[Selected excerpt]

AEDs require multiple filters for signal processing, as do most intelligent medical devices. The first filtering operation is used to eliminate background noise from the critical signal components. A high-pass filter is often used to remove irrelevant low frequency signals and might typically be set at 0.05Hz in an AED. A low-pass filter is used remove irrelevant high-frequency signals and for an AED might be typically set at 150Hz. Other medical devices might use different filter settings, but just about every device would need to set filters to ‘window-in’ on the portion of the signal that is most important for the diagnostic algorithm.
Once the signal has been isolated from any noise sources, key measurements can be made of the critical timing and amplitude characteristics of the captured ECG waveform. The measurement of the time periods and amplitudes for the P, QRS and T sections of the ECG are important to establish the rhythm (or lack if it) as the cardiac event begins and develops. Other advanced diagnostic measurements can be determined to further improve operation. For example, the direction of the heart’s mean electrical vector (as opposed to just the amplitude) can be used to determine if a blockage or if heart disease exists; important factors in a correct diagnosis. A properly operating AED will not discharge if it does not sense a heart rhythm that requires it. Ostensibly, an AED is to be used by trained personnel. However, if the alternative is possibly death, it’s worth it to follow the AED instructions, especially if directed to do so by (possibly remote) medical personnel.

[/Selected excerpt]

Study questions>
a – Reproduce word for word the part of the AED passage that runs from "AEDs require multiple" down to "the diagnostic algorithm.".
b – Extend the passage on AED signal processing, picking up right after its final sentence.

[Data section]

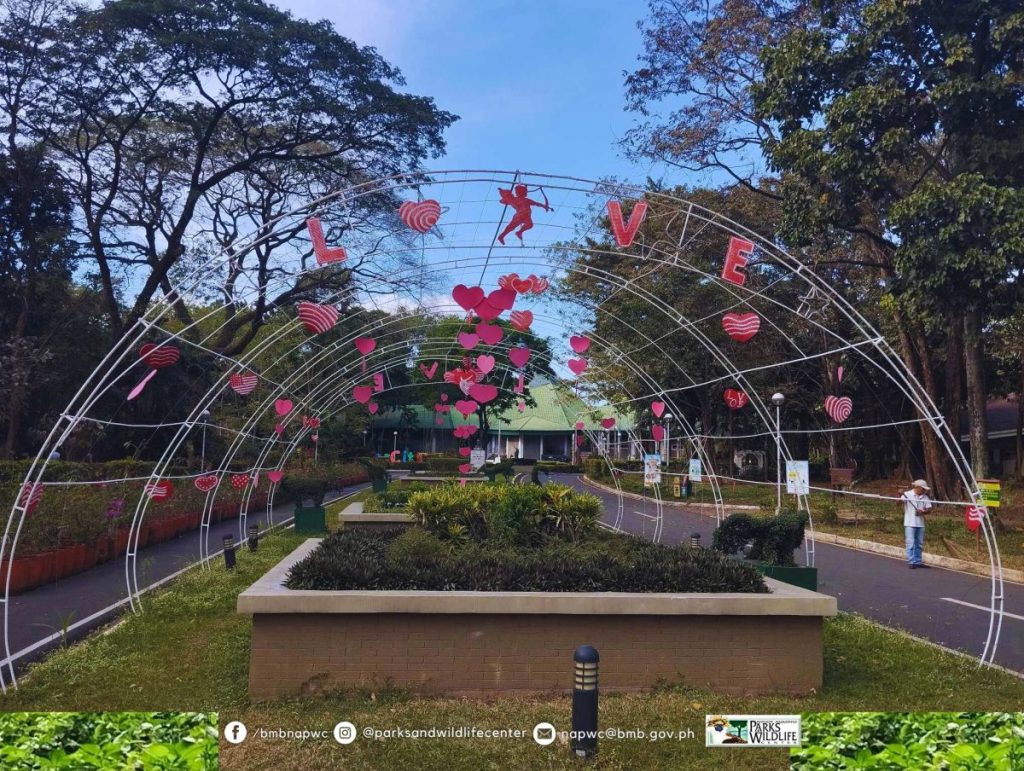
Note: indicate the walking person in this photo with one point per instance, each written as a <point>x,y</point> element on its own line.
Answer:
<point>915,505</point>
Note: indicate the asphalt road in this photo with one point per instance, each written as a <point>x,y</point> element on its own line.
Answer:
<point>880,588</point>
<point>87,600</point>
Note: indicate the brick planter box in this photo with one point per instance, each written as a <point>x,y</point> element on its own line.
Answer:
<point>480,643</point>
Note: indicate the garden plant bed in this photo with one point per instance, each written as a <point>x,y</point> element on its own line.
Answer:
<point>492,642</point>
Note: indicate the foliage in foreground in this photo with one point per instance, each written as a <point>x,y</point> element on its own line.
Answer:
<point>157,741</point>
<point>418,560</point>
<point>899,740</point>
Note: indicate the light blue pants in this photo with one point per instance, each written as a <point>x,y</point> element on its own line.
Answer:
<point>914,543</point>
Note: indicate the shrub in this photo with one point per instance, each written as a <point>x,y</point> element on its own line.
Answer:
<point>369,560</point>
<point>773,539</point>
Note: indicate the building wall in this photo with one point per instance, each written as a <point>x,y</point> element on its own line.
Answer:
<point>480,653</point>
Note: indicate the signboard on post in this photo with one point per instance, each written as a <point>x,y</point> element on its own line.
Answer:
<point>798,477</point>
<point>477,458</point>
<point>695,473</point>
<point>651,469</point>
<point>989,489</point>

[/Data section]
[Data section]

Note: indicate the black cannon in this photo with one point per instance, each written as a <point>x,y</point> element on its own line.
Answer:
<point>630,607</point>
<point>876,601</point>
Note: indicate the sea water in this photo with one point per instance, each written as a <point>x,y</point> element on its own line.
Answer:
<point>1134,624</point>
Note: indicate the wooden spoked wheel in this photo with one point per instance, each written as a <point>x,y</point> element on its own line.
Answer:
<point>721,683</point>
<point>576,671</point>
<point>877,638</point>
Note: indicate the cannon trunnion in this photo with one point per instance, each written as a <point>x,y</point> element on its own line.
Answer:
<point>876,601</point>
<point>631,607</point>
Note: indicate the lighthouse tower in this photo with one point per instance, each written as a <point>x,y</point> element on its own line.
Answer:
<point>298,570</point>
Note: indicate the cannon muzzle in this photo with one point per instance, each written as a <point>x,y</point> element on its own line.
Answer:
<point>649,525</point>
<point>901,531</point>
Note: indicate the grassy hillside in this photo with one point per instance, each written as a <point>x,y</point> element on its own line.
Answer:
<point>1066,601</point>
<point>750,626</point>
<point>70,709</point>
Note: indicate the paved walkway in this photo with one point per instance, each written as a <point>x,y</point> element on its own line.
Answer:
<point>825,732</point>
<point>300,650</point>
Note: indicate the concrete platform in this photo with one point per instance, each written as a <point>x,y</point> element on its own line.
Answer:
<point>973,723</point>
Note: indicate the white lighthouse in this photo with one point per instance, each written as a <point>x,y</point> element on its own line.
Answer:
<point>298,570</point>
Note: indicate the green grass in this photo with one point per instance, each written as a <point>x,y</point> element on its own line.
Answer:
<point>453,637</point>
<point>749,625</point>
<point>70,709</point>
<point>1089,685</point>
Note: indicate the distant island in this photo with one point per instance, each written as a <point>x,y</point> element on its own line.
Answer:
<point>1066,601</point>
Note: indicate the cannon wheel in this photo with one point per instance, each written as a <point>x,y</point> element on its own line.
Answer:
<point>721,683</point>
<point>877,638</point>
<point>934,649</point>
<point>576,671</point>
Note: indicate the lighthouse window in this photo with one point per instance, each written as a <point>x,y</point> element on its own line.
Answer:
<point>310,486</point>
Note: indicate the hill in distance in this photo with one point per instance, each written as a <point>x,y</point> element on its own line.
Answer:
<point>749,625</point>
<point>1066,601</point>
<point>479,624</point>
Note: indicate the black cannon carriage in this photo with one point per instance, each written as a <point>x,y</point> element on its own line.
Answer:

[/Data section]

Set of answers>
a –
AEDs require multiple filters for signal processing, as do most intelligent medical devices. The first filtering operation is used to eliminate background noise from the critical signal components. A high-pass filter is often used to remove irrelevant low frequency signals and might typically be set at 0.05Hz in an AED. A low-pass filter is used remove irrelevant high-frequency signals and for an AED might be typically set at 150Hz. Other medical devices might use different filter settings, but just about every device would need to set filters to ‘window-in’ on the portion of the signal that is most important for the diagnostic algorithm.

b –
Because of the chaos and uncertainty involved with a cardiac arrest it is important for the AED to take the operator through the use of the AED in clear, simple and easily implemented instructions. One of the most helpful features to assist a user is a series of audio prompts, spoken in a confident and reassuring voice. The prompts should be in the operator’s language, perhaps selected from a touch screen prior to the start of operation. Video instructions can be used to augment audio instructions and the availability of high resolution LCD panels that interface easily with MCUs makes this an easy feature to include. The large amount of storage available in serial flash memory devices can easily provide a variety of video instructions covering a wide range of possible scenarios for diagnosis and treatment procedures. Serial flash can also store audio and video captured during treatment to help first responders, to check that audio and video prompts were followed and for review by hospital staff to better determine the proper follow-up care.
Communications Capabilities Further Improves Emergency Response
Intelligent monitoring and communications between an operator and emergency services can also improve treatment outcomes. While stored in the easily visible kiosk, the AED should be charged and periodically function tested, and if any test fails the AED could alert a service organization to replace the device. If someone tries to remove a device which has failed the self test, the AED could use a local communication network to automatically find the closest working device and automatically direct the operator to that unit. This can be of critical importance during a significant emergency event such as an earthquake or fire where devices might be damaged or lose power.
The next wave of portable medical devices deliver intelligent diagnostic and treatment options previously only found in the hospital or doctor’s office. These devices will be easy to use at home, or in the case of emergencies, in public buildings and offices even by untrained professionals. It won’t be long until the answer to the question, “Is there a doctor in the house?”, will always be “Yes”. And the doctor will be you.